**EXERCISE**
Transcribe the listing from the line containing "Would you please pick out the sheep's hoof" through the line containing "point(378, 41)", keeping both of those lines and leaving out the pictures.

(Location identification items)

****

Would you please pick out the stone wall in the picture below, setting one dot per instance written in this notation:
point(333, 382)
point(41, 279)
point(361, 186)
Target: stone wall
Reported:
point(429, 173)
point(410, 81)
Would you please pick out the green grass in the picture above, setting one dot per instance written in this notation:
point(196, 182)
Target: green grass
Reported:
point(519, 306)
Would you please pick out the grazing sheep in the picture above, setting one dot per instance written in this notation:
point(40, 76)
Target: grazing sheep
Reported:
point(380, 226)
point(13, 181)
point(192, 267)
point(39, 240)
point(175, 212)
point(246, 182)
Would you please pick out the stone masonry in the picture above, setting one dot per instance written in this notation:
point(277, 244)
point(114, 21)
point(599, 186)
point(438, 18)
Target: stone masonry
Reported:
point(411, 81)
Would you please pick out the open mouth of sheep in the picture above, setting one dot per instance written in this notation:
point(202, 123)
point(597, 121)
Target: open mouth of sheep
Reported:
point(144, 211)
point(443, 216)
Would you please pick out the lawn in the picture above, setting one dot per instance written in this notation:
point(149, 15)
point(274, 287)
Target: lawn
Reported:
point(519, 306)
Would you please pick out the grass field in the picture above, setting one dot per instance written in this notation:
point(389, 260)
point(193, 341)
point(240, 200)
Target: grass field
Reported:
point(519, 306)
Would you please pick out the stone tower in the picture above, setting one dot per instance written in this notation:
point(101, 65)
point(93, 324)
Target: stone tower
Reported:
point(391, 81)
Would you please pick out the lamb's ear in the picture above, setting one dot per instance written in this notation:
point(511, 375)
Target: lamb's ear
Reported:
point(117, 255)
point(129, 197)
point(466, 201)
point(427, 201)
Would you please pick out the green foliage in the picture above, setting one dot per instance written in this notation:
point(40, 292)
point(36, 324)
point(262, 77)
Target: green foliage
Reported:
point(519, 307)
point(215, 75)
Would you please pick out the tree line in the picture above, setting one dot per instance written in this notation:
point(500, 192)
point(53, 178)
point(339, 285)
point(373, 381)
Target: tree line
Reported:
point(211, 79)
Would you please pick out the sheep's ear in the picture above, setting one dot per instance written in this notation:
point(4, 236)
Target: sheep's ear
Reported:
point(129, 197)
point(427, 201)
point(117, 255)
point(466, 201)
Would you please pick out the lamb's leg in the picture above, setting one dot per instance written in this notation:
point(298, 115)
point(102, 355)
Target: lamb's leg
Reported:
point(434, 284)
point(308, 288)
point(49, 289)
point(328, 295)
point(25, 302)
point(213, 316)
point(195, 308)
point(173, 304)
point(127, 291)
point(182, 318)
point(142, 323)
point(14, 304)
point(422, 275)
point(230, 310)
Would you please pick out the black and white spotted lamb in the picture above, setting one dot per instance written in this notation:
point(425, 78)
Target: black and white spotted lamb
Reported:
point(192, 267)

****

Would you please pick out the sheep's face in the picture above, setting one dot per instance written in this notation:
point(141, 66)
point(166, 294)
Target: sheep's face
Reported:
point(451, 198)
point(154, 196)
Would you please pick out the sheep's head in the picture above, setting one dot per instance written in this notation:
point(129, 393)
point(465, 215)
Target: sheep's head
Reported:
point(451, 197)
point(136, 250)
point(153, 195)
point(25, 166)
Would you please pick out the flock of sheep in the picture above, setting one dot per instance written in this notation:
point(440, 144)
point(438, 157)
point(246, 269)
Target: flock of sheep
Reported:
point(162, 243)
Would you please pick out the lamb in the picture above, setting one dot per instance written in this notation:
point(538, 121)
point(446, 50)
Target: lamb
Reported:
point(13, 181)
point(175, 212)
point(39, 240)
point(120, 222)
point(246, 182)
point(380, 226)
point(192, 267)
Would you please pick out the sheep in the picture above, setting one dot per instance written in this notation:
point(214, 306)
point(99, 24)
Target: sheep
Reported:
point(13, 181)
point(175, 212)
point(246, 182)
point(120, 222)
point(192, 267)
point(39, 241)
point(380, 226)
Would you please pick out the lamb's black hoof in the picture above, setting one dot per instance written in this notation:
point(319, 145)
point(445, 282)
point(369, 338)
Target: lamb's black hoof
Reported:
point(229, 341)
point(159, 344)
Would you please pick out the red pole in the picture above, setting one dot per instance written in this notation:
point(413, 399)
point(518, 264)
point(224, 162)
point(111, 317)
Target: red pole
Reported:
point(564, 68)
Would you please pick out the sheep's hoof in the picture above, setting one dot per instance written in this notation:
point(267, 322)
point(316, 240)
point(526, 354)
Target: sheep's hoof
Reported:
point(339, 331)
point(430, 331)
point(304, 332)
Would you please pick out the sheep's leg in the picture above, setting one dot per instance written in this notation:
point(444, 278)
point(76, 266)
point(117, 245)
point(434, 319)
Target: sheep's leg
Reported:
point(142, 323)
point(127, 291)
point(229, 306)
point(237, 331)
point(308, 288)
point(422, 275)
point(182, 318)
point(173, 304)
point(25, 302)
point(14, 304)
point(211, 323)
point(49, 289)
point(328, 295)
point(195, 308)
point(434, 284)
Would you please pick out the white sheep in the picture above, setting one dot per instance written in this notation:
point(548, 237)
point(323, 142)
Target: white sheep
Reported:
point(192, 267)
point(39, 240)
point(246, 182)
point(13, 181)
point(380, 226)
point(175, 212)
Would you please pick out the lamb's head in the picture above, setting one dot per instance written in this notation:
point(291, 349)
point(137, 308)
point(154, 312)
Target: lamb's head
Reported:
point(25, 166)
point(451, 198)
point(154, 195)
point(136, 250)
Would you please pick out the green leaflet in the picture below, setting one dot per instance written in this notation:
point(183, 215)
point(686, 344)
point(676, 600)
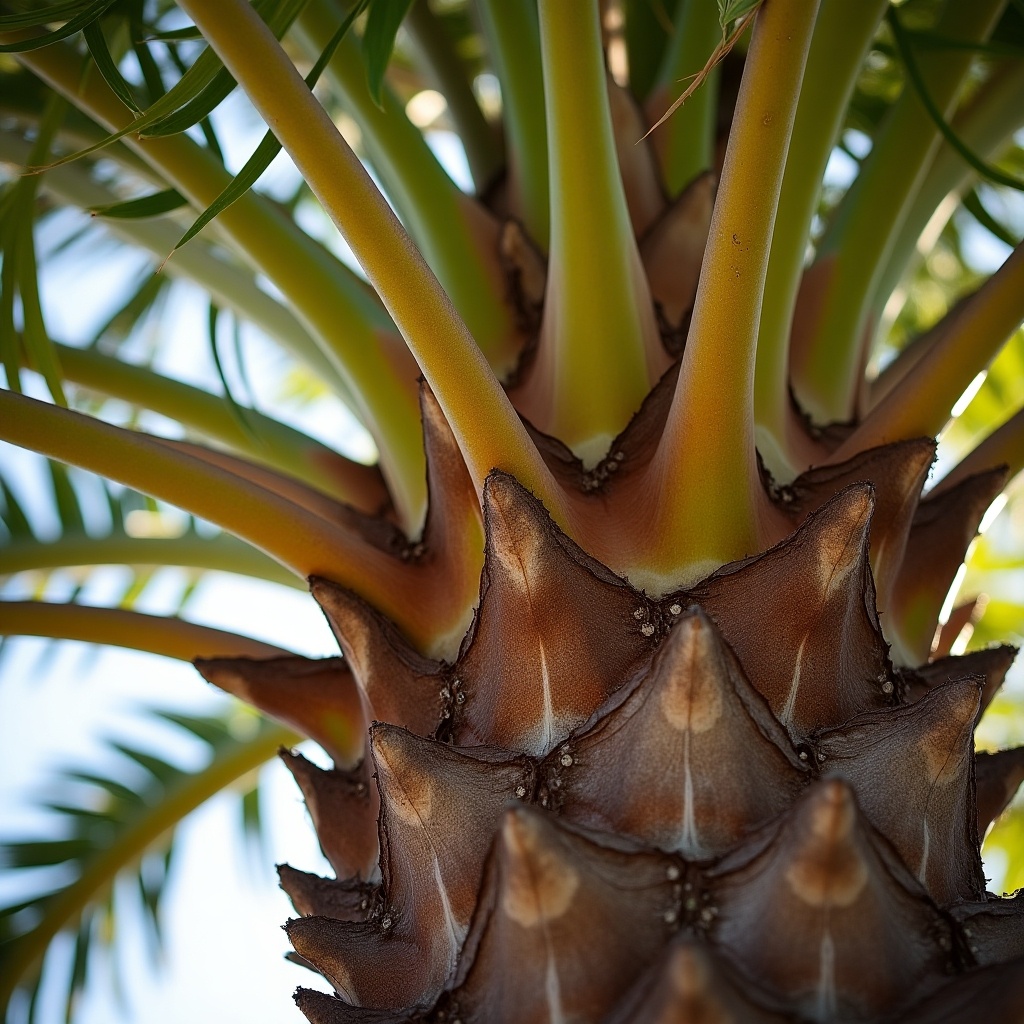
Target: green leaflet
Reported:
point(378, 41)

****

**OUTPUT**
Would you please pick out the sheep's hoof in the picture above, setting one dot per instance written in this notation:
point(267, 322)
point(316, 240)
point(526, 354)
Target: sheep's hoof
Reported:
point(339, 331)
point(430, 331)
point(304, 332)
Would you please pick out the sheep's leg in the picture above, setting one dot per instance written in this notation:
point(444, 278)
point(76, 266)
point(117, 245)
point(434, 319)
Target: sheep's leg
Reported:
point(142, 323)
point(127, 291)
point(229, 306)
point(237, 331)
point(308, 288)
point(422, 275)
point(182, 318)
point(173, 304)
point(25, 302)
point(14, 304)
point(211, 323)
point(49, 289)
point(328, 295)
point(195, 308)
point(434, 284)
Would you please pick out the white sheep in the picture above, setting one dot per instance written in this notation:
point(548, 237)
point(323, 142)
Target: white sheep
Reported:
point(192, 267)
point(39, 240)
point(246, 182)
point(13, 181)
point(380, 226)
point(175, 212)
Would you please pick out the lamb's head in the picture above, setting one dot per instance written in this notation:
point(291, 349)
point(137, 308)
point(154, 312)
Target: lamb's head
Reported:
point(25, 166)
point(451, 198)
point(154, 195)
point(136, 250)
Would you please pick out the green leaflet in the picture below, setting one dot per instance written in this notation:
point(183, 215)
point(686, 344)
point(676, 600)
Target: green leaflet
Reported:
point(378, 41)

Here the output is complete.